:: Part of a data file ::
..........
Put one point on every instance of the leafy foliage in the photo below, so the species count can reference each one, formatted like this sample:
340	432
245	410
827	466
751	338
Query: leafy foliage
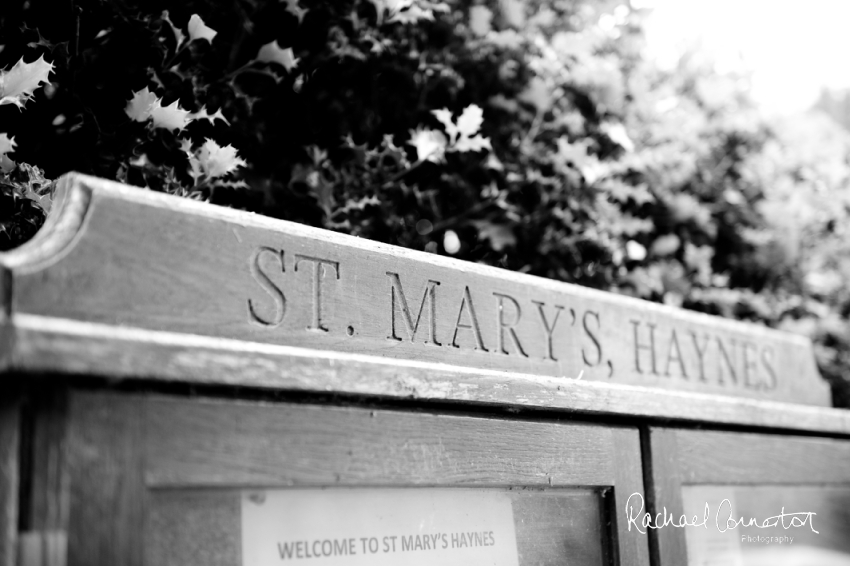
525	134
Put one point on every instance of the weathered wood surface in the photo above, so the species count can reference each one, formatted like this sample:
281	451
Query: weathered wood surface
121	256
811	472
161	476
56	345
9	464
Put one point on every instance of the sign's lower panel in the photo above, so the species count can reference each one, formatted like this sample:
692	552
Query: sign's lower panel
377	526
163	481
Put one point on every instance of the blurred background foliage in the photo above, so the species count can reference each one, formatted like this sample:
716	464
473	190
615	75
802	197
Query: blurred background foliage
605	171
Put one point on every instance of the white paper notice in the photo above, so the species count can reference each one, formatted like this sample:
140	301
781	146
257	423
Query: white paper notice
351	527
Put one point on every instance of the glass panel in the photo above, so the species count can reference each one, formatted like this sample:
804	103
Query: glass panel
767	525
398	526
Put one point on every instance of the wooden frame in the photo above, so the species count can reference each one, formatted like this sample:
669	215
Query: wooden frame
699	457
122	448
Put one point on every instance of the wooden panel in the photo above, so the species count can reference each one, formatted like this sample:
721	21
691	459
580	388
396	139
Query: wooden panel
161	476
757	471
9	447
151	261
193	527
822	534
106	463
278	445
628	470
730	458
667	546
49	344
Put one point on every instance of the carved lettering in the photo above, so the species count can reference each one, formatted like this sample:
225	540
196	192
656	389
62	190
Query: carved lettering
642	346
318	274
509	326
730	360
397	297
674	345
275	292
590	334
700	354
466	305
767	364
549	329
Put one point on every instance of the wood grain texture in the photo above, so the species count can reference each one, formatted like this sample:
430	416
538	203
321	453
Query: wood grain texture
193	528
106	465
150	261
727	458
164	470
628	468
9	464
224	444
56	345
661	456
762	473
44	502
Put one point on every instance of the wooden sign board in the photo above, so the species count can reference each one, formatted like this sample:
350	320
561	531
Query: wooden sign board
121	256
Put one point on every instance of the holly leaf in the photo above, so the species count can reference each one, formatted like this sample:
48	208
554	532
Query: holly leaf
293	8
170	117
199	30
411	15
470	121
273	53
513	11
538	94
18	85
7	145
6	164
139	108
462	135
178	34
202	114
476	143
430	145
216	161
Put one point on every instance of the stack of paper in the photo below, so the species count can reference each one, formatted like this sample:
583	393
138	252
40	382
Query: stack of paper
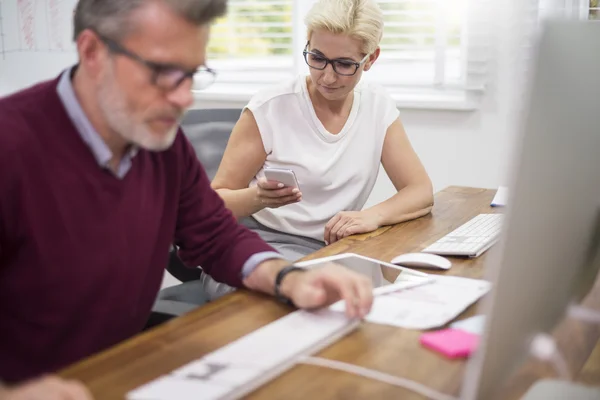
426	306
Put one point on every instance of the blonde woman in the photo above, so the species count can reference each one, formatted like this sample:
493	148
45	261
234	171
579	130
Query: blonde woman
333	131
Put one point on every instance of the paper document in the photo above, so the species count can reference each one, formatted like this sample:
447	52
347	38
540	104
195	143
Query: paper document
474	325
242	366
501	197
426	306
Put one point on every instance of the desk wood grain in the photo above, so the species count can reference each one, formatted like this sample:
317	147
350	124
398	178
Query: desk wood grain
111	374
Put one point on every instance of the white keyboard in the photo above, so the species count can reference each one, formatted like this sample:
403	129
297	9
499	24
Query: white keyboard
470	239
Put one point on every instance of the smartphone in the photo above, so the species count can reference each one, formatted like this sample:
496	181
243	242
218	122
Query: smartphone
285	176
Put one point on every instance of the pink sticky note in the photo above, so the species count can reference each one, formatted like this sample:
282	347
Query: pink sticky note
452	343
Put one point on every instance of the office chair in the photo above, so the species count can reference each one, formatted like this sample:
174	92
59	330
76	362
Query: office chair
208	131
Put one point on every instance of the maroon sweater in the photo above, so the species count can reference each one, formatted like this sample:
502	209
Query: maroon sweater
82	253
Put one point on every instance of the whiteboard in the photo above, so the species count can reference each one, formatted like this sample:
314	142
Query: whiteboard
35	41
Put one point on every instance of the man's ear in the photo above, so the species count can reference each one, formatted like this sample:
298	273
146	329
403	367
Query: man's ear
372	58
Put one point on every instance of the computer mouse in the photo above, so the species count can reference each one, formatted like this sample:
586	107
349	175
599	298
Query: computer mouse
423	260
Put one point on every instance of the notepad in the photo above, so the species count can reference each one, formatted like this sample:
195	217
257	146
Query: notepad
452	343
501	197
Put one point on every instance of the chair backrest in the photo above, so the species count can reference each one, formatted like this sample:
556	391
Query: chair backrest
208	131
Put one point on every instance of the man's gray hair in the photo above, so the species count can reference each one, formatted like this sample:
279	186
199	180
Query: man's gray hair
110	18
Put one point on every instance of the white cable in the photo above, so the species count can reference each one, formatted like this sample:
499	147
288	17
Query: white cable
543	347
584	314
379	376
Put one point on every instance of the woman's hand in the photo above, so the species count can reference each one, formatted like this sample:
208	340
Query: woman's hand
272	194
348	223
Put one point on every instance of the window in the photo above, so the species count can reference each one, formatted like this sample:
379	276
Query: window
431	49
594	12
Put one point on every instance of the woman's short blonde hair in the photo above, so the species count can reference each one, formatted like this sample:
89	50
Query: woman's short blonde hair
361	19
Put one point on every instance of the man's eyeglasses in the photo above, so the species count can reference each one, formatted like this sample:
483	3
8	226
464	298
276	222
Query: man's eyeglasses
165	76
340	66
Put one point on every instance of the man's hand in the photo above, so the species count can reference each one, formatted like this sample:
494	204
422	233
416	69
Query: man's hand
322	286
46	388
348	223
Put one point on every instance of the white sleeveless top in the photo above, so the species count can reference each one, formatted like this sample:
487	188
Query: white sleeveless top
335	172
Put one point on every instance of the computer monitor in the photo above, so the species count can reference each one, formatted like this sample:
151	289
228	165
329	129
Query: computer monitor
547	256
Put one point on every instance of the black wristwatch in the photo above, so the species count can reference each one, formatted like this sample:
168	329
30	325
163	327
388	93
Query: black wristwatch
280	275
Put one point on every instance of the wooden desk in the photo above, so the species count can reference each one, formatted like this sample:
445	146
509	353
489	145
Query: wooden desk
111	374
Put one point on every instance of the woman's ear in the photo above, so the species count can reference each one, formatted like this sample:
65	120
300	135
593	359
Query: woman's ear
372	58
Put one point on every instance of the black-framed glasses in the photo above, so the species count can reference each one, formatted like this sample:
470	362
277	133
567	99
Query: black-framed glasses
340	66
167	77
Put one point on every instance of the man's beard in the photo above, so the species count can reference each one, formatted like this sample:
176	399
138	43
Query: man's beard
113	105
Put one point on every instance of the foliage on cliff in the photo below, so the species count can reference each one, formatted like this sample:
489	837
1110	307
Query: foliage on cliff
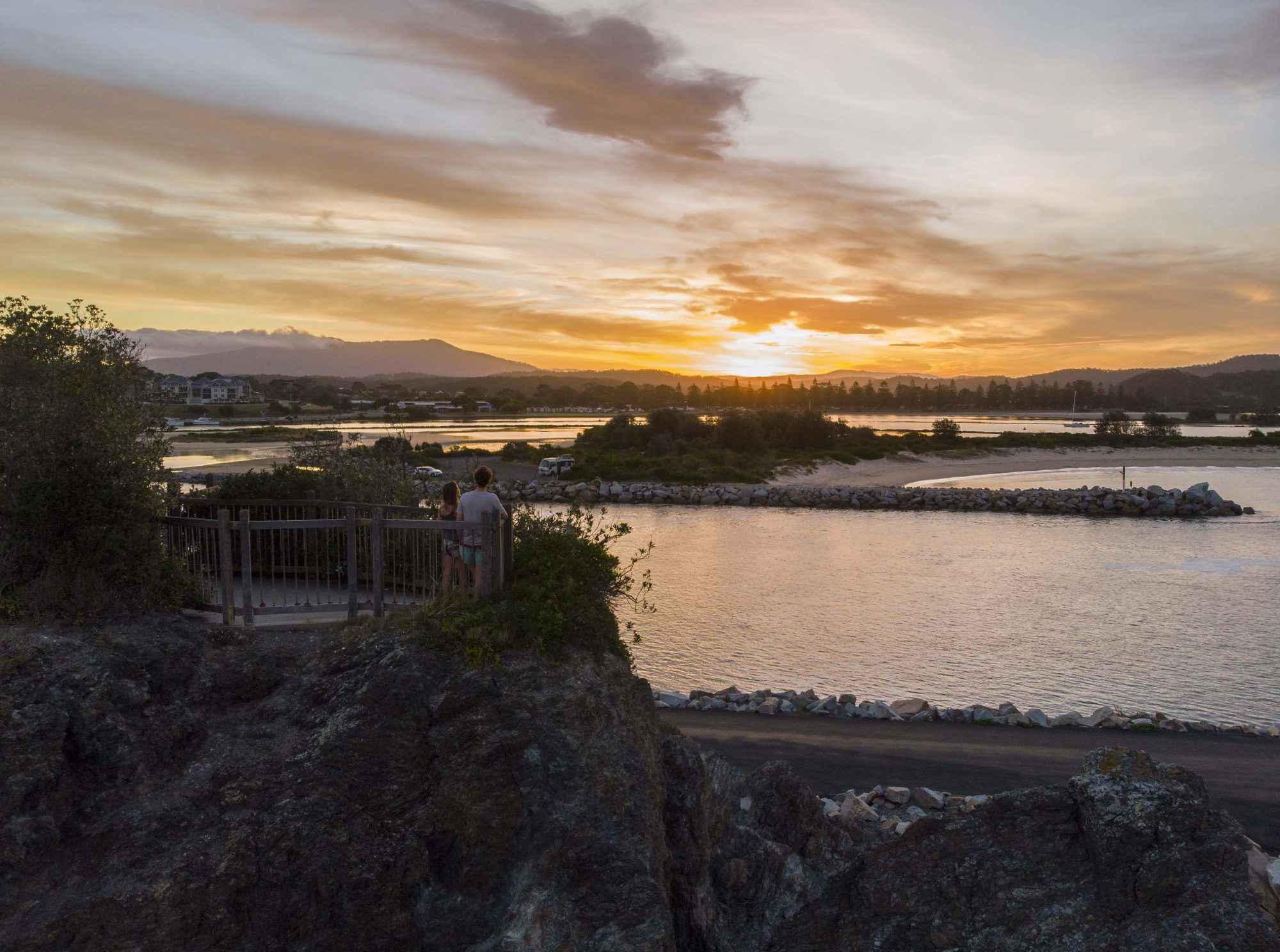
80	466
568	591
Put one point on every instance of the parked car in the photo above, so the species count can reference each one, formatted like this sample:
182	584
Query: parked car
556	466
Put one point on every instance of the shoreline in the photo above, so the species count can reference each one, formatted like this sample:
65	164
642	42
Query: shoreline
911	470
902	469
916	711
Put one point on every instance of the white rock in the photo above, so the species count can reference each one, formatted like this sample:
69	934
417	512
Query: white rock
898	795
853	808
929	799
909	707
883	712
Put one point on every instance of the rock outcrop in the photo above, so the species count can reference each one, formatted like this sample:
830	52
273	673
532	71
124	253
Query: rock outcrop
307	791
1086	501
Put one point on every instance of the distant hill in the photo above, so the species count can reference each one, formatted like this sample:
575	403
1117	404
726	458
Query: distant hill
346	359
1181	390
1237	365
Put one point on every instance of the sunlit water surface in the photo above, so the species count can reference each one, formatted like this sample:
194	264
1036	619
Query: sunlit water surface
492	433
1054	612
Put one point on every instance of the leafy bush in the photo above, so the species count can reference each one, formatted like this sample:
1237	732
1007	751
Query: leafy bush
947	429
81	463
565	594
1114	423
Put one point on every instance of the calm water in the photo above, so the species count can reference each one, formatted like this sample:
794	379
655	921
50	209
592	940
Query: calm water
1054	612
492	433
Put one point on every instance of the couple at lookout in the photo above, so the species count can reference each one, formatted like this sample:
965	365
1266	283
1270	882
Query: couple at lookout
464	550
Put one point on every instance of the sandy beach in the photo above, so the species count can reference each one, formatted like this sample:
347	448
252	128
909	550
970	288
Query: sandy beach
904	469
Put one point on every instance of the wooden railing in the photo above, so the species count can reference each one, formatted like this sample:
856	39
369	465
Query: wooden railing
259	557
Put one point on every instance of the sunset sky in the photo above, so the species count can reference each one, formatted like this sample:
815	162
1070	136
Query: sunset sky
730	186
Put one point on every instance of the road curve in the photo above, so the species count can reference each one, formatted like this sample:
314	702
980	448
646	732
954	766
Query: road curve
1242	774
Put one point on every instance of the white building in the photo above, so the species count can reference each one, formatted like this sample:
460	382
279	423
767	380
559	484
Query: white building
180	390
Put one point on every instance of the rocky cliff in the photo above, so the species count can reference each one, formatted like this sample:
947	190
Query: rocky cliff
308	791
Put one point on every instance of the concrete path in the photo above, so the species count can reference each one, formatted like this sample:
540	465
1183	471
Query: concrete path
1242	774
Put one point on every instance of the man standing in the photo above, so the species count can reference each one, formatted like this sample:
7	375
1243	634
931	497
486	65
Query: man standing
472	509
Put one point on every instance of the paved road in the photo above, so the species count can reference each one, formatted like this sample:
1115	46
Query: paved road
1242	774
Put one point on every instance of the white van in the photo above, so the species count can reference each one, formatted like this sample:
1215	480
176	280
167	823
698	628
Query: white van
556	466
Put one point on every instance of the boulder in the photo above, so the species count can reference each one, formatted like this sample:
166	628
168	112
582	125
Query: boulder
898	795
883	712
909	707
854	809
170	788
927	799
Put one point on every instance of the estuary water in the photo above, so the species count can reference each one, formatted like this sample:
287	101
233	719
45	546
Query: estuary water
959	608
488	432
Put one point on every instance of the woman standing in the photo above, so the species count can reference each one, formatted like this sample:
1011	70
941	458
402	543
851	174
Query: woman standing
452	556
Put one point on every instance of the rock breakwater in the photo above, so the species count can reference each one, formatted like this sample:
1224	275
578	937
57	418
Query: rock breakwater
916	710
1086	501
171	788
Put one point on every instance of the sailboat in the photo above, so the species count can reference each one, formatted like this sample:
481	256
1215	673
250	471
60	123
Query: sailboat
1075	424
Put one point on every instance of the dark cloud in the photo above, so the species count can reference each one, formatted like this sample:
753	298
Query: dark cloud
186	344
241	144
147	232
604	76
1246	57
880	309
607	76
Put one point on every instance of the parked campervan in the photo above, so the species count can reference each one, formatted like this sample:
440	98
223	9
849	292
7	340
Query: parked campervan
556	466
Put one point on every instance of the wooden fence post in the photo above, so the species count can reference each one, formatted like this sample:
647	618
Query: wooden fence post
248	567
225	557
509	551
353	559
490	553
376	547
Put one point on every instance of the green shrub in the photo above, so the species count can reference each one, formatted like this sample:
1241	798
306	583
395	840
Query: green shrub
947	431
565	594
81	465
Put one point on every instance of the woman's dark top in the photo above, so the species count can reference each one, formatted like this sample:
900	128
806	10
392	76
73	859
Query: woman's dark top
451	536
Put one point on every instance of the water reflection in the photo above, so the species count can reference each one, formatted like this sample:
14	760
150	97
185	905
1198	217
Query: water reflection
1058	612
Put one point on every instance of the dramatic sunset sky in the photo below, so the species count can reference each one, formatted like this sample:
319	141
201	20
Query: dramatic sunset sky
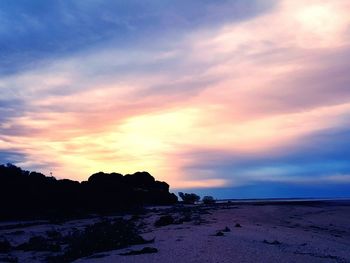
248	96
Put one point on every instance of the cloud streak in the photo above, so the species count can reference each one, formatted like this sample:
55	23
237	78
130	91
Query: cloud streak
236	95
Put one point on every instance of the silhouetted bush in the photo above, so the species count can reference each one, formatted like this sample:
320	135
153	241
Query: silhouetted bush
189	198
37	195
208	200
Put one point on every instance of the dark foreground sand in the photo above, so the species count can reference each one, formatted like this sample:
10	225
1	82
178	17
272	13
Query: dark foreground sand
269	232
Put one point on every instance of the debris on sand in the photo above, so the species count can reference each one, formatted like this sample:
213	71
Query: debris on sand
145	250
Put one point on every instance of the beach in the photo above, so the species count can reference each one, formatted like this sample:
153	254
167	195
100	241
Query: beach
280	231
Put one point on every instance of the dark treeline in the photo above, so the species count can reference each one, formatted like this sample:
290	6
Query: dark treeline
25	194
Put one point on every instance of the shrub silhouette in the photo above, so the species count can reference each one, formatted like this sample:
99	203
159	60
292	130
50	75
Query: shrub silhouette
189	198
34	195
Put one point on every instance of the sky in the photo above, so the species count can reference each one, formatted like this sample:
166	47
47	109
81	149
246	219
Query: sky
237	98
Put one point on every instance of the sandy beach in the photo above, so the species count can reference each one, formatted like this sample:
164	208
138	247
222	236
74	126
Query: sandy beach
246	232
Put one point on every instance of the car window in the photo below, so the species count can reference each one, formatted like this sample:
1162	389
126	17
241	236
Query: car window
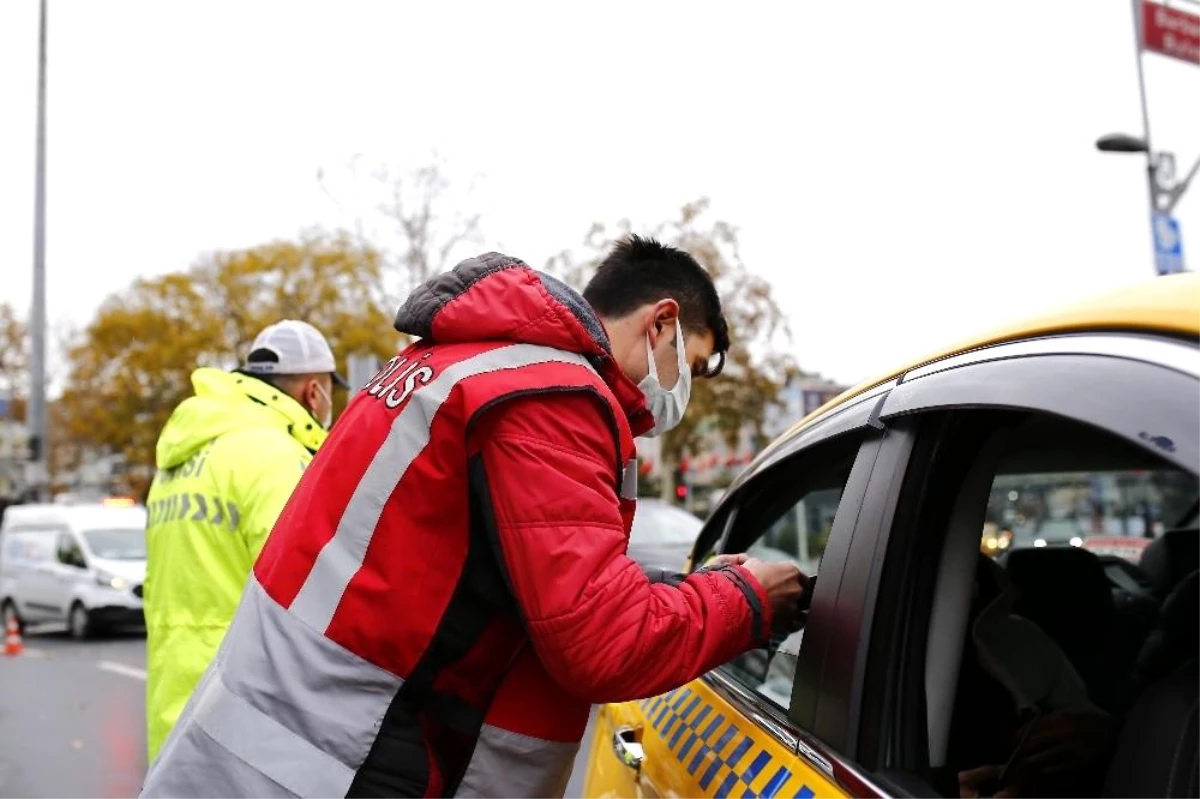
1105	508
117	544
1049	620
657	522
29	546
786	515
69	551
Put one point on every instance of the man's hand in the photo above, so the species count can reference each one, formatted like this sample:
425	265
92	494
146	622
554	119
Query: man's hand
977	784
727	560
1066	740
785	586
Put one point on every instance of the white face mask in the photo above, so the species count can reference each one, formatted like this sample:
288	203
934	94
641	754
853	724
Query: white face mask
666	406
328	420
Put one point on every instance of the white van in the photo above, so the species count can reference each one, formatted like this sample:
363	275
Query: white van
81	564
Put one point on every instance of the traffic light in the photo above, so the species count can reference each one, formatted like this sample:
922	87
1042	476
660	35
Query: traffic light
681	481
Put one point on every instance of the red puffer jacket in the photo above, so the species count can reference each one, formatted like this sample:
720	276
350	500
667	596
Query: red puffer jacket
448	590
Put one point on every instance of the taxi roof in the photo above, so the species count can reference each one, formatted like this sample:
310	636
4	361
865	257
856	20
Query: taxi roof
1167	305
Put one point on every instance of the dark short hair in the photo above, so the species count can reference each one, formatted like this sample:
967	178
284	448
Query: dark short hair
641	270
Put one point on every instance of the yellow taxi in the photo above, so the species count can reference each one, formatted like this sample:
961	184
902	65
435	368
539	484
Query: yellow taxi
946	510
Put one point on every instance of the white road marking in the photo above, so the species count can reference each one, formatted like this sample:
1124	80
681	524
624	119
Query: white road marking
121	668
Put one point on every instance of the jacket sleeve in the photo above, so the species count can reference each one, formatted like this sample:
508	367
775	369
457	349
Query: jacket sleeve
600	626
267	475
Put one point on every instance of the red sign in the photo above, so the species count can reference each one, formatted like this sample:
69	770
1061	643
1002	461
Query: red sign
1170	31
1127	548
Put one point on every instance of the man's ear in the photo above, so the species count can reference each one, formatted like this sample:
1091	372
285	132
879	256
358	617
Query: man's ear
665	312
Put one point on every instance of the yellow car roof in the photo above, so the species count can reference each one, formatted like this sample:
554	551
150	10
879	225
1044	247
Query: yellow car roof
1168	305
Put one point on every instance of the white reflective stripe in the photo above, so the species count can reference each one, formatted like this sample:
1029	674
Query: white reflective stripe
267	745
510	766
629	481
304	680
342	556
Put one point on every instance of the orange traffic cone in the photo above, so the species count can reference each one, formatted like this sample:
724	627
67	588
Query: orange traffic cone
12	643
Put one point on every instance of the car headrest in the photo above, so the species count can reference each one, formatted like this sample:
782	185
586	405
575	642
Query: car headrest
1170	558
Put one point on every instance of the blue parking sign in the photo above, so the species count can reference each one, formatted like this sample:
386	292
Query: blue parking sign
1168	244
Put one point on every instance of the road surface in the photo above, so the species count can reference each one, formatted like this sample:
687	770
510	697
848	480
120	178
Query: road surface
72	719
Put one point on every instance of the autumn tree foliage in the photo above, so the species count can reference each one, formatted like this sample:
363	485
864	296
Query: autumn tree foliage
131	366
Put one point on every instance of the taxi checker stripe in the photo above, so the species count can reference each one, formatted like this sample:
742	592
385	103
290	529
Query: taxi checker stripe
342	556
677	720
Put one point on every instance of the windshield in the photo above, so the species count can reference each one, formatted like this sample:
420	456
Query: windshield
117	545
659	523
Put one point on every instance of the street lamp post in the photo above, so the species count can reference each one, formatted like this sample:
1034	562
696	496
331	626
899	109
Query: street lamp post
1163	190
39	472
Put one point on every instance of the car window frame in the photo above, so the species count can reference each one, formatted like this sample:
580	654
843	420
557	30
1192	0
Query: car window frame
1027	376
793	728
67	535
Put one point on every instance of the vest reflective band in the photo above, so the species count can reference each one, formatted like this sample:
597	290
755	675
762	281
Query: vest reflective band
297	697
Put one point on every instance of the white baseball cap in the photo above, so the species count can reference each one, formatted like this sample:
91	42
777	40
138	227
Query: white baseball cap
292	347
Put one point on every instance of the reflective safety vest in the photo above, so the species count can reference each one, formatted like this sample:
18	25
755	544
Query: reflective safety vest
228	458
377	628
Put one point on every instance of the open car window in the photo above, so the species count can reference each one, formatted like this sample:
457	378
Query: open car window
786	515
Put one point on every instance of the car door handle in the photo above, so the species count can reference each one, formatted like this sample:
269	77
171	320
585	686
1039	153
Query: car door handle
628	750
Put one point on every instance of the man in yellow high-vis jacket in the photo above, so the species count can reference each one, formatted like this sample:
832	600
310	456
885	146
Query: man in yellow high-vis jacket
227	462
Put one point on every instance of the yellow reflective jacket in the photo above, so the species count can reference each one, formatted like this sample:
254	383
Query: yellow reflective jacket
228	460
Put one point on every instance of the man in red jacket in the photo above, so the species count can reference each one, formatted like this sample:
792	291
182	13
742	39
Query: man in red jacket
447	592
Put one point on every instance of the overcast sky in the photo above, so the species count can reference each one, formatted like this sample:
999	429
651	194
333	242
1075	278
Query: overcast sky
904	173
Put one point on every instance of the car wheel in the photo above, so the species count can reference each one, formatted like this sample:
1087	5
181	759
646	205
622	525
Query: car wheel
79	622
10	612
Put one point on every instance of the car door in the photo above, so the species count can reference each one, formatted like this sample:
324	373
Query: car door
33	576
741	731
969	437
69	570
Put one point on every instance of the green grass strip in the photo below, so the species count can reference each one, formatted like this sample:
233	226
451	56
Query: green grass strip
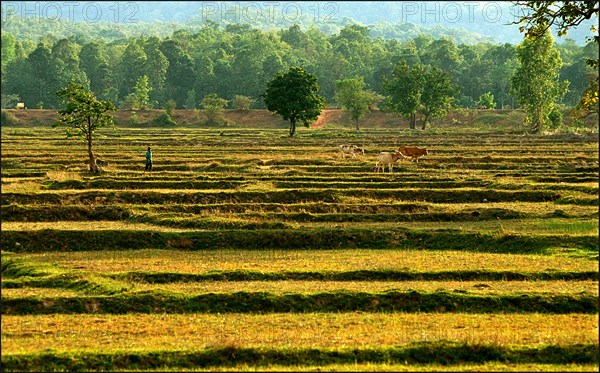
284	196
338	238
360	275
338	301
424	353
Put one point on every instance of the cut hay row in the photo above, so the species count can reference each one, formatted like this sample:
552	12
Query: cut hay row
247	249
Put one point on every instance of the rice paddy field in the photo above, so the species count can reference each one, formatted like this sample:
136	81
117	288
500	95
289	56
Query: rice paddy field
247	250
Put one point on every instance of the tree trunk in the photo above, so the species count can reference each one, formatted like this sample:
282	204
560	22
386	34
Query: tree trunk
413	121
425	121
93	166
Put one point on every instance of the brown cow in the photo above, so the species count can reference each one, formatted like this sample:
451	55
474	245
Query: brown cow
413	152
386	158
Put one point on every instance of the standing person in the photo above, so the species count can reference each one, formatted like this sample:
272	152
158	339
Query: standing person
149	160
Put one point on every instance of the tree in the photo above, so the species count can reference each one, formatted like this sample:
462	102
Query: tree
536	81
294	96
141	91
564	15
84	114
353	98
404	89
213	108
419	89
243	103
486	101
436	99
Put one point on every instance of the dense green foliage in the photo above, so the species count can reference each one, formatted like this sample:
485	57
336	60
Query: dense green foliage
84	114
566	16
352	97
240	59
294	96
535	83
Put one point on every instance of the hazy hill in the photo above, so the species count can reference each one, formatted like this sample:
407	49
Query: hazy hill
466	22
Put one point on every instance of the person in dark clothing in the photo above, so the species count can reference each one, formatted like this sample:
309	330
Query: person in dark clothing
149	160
..........
Transcribe, word for word, every line from the one containing "Put one point on every instance of the tree trunk" through the final line of the entries, and nothing else.

:: Final answer ::
Put one point on every instance of the tree trunk in the photo above, so the species count can reference each one, formatted like this sample:
282	204
560	22
386	34
Query: tree trunk
413	121
425	121
93	166
Put one point on every instance of the brown cow in the photo above, so the species count can reference each one, formatted like this sample:
451	55
474	245
Query: brown cow
413	152
386	158
Put one point on every instance of the standing person in the photo above, so the species count can reference each one, formatted like this sample:
272	152
158	339
Query: standing person
149	160
Put one point on every instance of the tree in the photo above, so the species count can reference each one, formatted like this sample:
462	102
Query: tree
536	81
294	96
141	91
564	15
84	114
353	98
404	89
213	108
419	89
243	103
486	101
436	99
Put one point on every instance of the dense green foliage in the photo above, so the species count can reference each one, formatted like this sample:
485	57
336	60
Query: dense green foliage
84	114
566	16
352	97
240	59
294	96
535	83
Put one point on every instance of the hazy hill in the photo above, so the species count can reference each one, formatted like this sample:
407	49
Query: hazy hill
466	22
Put one point on every instance of the person in dark clothing in the photo above, so the species count can reference each one, formatted like this sample:
309	330
Query: person in dark clothing
149	160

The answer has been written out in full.